## REQUIREMENTS
Copy out every item below word for word, leaving out the pictures.
# START OF INPUT
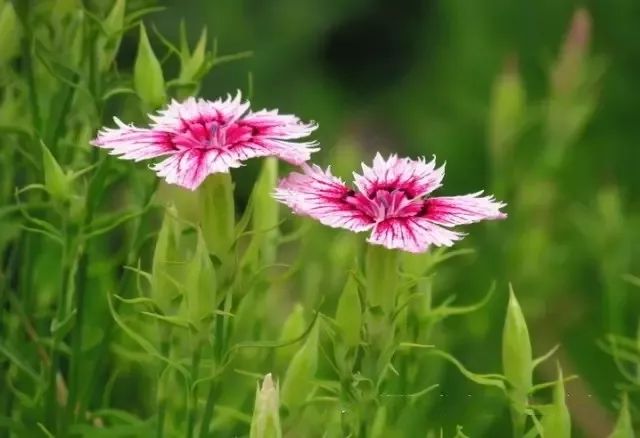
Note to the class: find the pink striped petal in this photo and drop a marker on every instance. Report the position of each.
(414, 177)
(324, 197)
(412, 234)
(131, 143)
(459, 210)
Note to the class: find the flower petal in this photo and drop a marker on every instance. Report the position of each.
(272, 131)
(412, 234)
(187, 169)
(415, 177)
(466, 209)
(180, 115)
(131, 143)
(324, 197)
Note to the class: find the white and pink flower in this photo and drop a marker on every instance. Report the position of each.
(390, 199)
(201, 137)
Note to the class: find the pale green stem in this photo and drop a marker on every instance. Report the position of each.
(218, 213)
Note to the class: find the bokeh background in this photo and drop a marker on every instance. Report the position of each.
(421, 77)
(535, 102)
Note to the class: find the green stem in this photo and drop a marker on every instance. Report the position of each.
(208, 410)
(193, 411)
(218, 213)
(381, 287)
(517, 421)
(161, 394)
(74, 406)
(382, 278)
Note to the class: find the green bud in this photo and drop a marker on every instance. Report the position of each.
(217, 213)
(293, 327)
(12, 31)
(56, 182)
(517, 361)
(200, 286)
(192, 63)
(349, 313)
(113, 25)
(623, 427)
(164, 269)
(266, 417)
(148, 78)
(302, 369)
(508, 103)
(556, 422)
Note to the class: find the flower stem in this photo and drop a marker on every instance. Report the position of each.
(381, 271)
(381, 287)
(218, 213)
(193, 409)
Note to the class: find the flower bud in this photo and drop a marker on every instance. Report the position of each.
(11, 28)
(517, 361)
(349, 313)
(148, 78)
(302, 369)
(266, 417)
(556, 422)
(56, 182)
(623, 427)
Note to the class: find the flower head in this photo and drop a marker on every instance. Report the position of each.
(391, 199)
(201, 137)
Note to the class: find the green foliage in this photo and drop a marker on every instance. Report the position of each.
(129, 307)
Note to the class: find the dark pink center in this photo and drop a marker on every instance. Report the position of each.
(208, 134)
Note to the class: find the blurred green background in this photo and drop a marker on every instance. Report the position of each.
(419, 77)
(534, 102)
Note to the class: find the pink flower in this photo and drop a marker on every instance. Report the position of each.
(390, 199)
(201, 137)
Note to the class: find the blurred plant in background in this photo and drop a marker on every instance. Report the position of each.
(120, 317)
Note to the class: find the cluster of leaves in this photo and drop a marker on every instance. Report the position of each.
(129, 308)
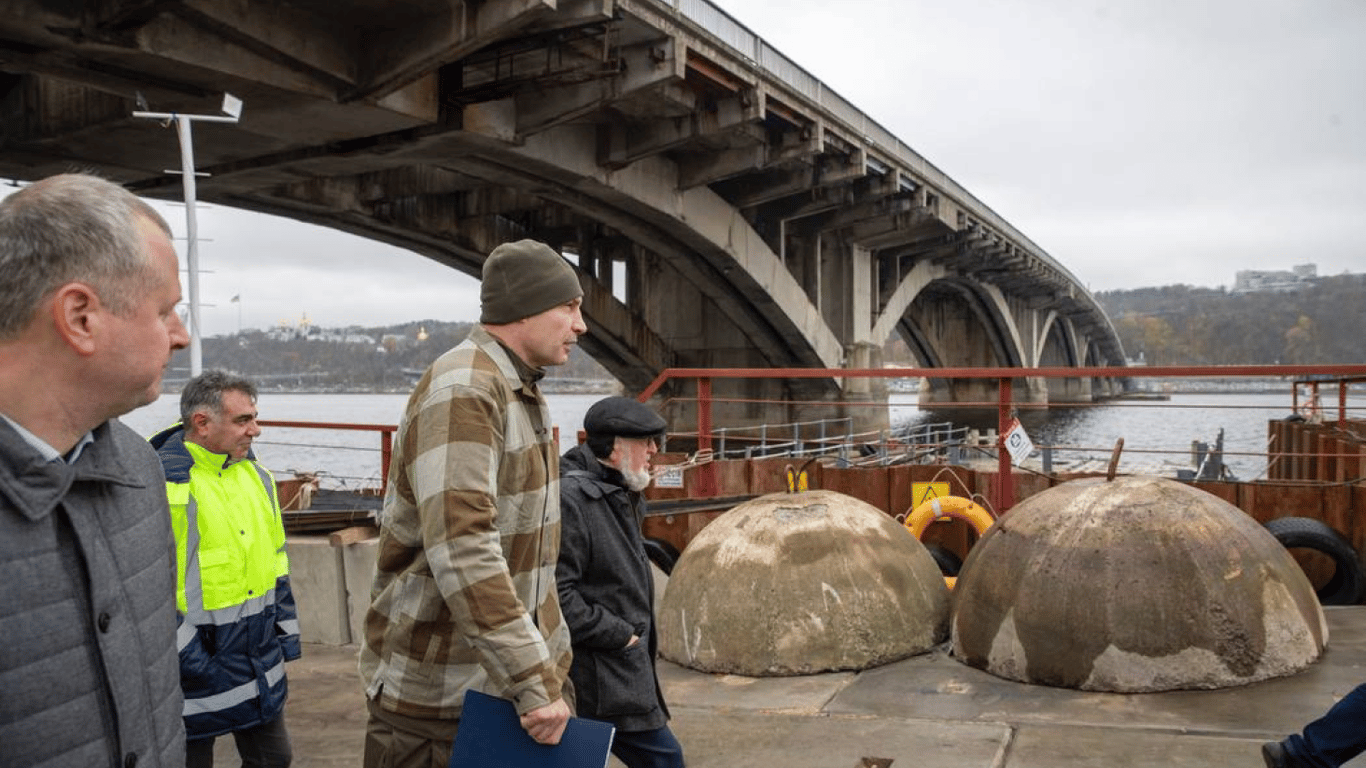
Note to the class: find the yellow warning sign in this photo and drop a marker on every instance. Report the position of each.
(922, 492)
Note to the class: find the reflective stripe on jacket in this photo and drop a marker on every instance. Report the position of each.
(238, 621)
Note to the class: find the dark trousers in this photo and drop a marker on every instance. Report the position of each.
(261, 746)
(648, 749)
(1336, 737)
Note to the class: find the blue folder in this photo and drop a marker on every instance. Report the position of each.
(491, 735)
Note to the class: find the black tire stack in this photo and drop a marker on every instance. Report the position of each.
(1347, 585)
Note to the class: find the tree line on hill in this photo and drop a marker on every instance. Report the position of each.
(391, 364)
(1321, 323)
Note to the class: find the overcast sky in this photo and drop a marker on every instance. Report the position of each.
(1139, 142)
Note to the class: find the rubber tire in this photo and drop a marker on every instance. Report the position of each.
(1348, 582)
(948, 562)
(661, 554)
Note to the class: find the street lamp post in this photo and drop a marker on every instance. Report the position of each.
(231, 111)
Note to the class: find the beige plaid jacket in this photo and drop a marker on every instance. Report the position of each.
(470, 532)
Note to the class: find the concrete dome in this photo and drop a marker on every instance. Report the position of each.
(794, 584)
(1139, 584)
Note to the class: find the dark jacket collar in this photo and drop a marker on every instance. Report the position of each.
(34, 485)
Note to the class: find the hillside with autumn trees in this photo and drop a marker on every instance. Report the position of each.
(1321, 323)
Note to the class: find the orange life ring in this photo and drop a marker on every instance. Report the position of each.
(948, 507)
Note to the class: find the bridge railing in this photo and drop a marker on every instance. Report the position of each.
(1004, 377)
(720, 25)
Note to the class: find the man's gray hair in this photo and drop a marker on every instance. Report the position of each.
(205, 392)
(71, 227)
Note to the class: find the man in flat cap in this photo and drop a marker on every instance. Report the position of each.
(607, 588)
(463, 593)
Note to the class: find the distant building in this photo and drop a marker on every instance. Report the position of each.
(1251, 280)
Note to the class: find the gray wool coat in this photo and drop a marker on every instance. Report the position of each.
(607, 595)
(88, 656)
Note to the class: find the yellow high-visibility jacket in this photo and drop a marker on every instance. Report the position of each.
(238, 621)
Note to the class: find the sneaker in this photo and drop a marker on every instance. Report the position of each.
(1273, 753)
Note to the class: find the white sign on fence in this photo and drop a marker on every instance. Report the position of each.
(1018, 443)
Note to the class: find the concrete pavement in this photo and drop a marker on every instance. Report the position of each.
(925, 712)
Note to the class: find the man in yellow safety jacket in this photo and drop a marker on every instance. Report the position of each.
(238, 623)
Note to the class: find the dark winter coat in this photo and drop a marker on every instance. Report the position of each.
(607, 595)
(88, 662)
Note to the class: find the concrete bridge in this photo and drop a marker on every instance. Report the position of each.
(726, 209)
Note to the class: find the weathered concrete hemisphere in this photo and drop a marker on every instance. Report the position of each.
(1139, 584)
(794, 584)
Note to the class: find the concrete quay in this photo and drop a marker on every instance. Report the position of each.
(925, 712)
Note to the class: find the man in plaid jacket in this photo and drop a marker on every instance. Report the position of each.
(465, 584)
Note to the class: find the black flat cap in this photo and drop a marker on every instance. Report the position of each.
(622, 417)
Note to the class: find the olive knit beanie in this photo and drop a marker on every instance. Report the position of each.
(522, 279)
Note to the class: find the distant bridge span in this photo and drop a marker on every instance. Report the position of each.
(726, 208)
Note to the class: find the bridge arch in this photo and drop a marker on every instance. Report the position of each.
(760, 217)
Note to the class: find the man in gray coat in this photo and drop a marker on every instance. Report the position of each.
(89, 284)
(605, 585)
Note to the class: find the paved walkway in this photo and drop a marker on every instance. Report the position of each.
(922, 712)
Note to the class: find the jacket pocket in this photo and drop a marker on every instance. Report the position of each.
(624, 681)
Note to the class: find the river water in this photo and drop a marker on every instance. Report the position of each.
(1157, 435)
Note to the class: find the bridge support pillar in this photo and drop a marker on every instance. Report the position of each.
(981, 392)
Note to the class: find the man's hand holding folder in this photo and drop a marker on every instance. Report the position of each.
(547, 723)
(491, 737)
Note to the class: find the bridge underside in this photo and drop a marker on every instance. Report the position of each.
(720, 215)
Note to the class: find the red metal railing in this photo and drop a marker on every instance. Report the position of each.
(1003, 376)
(384, 429)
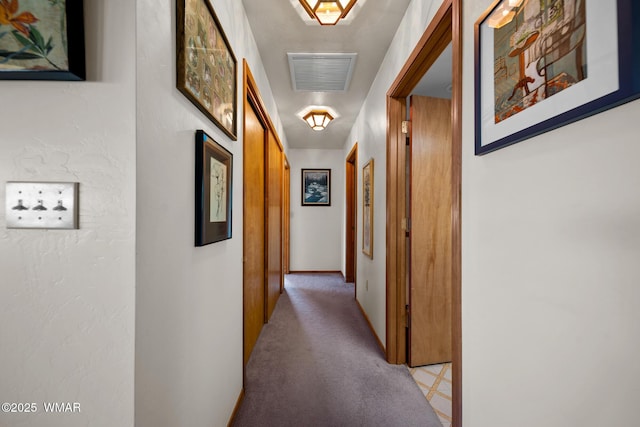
# END OF INPUT
## RESPONSE TO THIS TASK
Note to the class: find the pink striped petal in this photo and drop a marker on every instance. Report the position of each.
(414, 177)
(324, 197)
(412, 234)
(131, 143)
(459, 210)
Note to the class: find the flower petal in this photo and drop a marker on every instance. Report the position of each.
(272, 131)
(412, 234)
(187, 169)
(415, 177)
(466, 209)
(180, 115)
(131, 143)
(324, 197)
Note to the class: find the white and pink flower in this photo and drop a marker on every instance. Report the position of each.
(390, 199)
(201, 137)
Note to the class: find the pale green stem in this photo and drop a marker on every instance. Report the position of each.
(218, 213)
Note to the class: find the bokeh background in this photo and drop a marker on every instance. Report the position of each.
(421, 77)
(535, 102)
Note to the class: find the green stem in this photo and drop a marker on every instance. Report the position of each.
(208, 410)
(193, 411)
(218, 213)
(381, 287)
(517, 421)
(161, 394)
(74, 406)
(382, 278)
Note to the class: find the green bud in this photo and drop a marker on every instance. Report the position of each.
(217, 213)
(293, 327)
(12, 31)
(56, 182)
(517, 361)
(200, 286)
(192, 63)
(349, 313)
(113, 25)
(623, 427)
(164, 269)
(266, 417)
(148, 78)
(302, 369)
(508, 103)
(556, 422)
Note to the class: find the flower stem in this photo and drop a marker on every instance. Report the position of each.
(381, 271)
(381, 287)
(218, 213)
(193, 409)
Note to the class: find the flower bud in this photo and drop a marker on every instance. Report the position of each.
(11, 28)
(517, 361)
(349, 313)
(148, 78)
(302, 369)
(266, 417)
(556, 422)
(56, 182)
(623, 427)
Note to the class: find the flower head in this photo and drop a marker on every instance. Report the position of each.
(391, 199)
(201, 137)
Note to the class: find the green foliage in this photo and drop a marker on every instance. Report the position of each.
(129, 307)
Note to the class: find the dark pink center in this photo and drop a marker on every instance. Report the position of each.
(208, 134)
Note to the class: find the blurred green background in this photo and drop a marker on every instance. Report the position of each.
(419, 77)
(534, 102)
Note to the class: find the pink flower in this photo and drop a marker on every instance. Report the position of each.
(390, 199)
(201, 137)
Note to the class: find the blurred plant in background in this photo and drop a marker on every instance. Report the position of each.
(120, 317)
Note to the class: find the cluster of leaves in this photo and drop a marker on every instance. Report the position of each.
(129, 308)
Note to the class: find the yellow warning sign in this photo and drop a marker on every instance. Report the position of each.
(922, 492)
Note to the class: find the reflective stripe on jacket in this photo and drop a marker on every instance. Report the position of each.
(238, 621)
Note to the class: find the dark trousers in this photo and drop a marker on every instance. Report the position of each.
(261, 746)
(648, 749)
(1336, 737)
Note to the class: find the blue folder in this photo and drop a marker on every instance. Report the position of each.
(491, 735)
Note to the class: find the black tire stack in this photo and drop a marker on every instance. Report the position of each.
(1347, 585)
Note to the class: find the tree line on hill in this photo and drop a marker on every instance. Report the position of each.
(391, 364)
(1321, 323)
Note to the class: find the overcast sky in this photo and drop a marker on every instance. Report the position of each.
(1139, 142)
Note to the class: find the rubber tire in this photo and drop a marker on every instance. Report the position of each.
(1348, 582)
(948, 562)
(661, 554)
Note to the class: find the street lamp post in this photo and drop a marker on every instance. Report the position of each.
(231, 111)
Note to the class: find the beige plaid jacket in this photo and drop a marker on every instance. Report the position of each.
(470, 532)
Note to the class: find the concrete dome in this photo and drop a marker on every instance. Report the position of each.
(794, 584)
(1139, 584)
Note to the class: find the dark jacket collar in this photo and drop a marker on every instance. Report the position of each.
(34, 485)
Note to the class: find the hillside with autumn trees in this photo and drop a marker on every instance. Report the position of each.
(1321, 323)
Note to the class: find the orange life ring in this photo and drop a marker on every instance. Report the position of each.
(948, 507)
Note to the class: find the bridge railing in this photo and drop a marker on every instance. Report the position of each.
(1004, 377)
(720, 25)
Note to the class: find the man's gray hair in this photo and drop a marker on every instance. Report the position of each.
(205, 392)
(71, 227)
Note to the class: find the man in flat cap in this photo and drop a marker on every instance. Report the position of each.
(607, 588)
(463, 593)
Note to the class: find the distant building in this photo and drop a marker on every instance. Report the position of each.
(1251, 280)
Note to the class: find the gray wool coat in this photo and drop a marker on every instance. Report the position of each.
(607, 595)
(88, 656)
Note to the class: find the yellow high-visibility jacket in this photo and drop a marker on every instance. Report the position of each.
(238, 621)
Note to the class: find the sneaker in this photo and drop a marker on every instance. Report the position of each.
(1273, 753)
Note to the class: find the white sign on fence in this photo and drop a marker on every instance. Report the position of each.
(1018, 443)
Note to the class: find the concrete pavement in this photo and drop a marker on every instance. Report the position of each.
(925, 712)
Note to the class: find the man in yellow safety jacket in this photo and drop a marker on every instance. Report the position of each.
(238, 623)
Note to the class: find the dark winter coat in this photo and drop a marker on every instance. Report the position of each.
(607, 595)
(88, 662)
Note to the class: find the concrete bridge in this photo and drop a marker on every instance. Report the position of each.
(726, 209)
Note to the class: find the weathered concrete hemisphere in this photo and drop a marker on every instance. Report the position of each.
(1139, 584)
(794, 584)
Note to the class: find the concrete quay in this photo and drop a marker on every instance. Report the position of each.
(925, 712)
Note to the class: find the man in plaid jacket in this photo and drop a marker on every instance. Report the position of each.
(465, 584)
Note to the class: find the black flat cap in this photo and drop a marker on every instance. Report the position of each.
(622, 417)
Note to the class: find the olive knit beanie in this photo and drop a marker on every instance. Report the position of each.
(522, 279)
Note to the class: find the distant bridge span in this photo and drop a marker on every instance. Report the position of each.
(726, 208)
Note to the class: find the bridge arch in this photo and drop a marker on every instance. Report the position of each.
(760, 217)
Note to the class: find the man in gray coat in this photo and drop a marker on every instance. Report the position of each.
(89, 284)
(605, 585)
Note to the class: find the paved walkway in this photo and drop a marker on every instance. Report the position of each.
(922, 712)
Note to the class: find the jacket pocket in this photo and drop a marker on every instance. Report the position of each.
(624, 681)
Note to the class: find the river water in this photo and drop a marker on every instance. Report the position of each.
(1157, 435)
Note to the class: find the bridge support pillar in this photo and drop a marker on every instance. Report the position of each.
(981, 392)
Note to the class: find the man's hand holding folder in this photo and drop a marker on every instance. Report the position of each.
(547, 723)
(491, 737)
Note to the class: find the bridge underside in this photo and drop a marker on every instance. Report the position of each.
(720, 215)
Note to the class: find the red metal railing in this photo and drop a marker on every instance. Report the position of each.
(1003, 376)
(384, 429)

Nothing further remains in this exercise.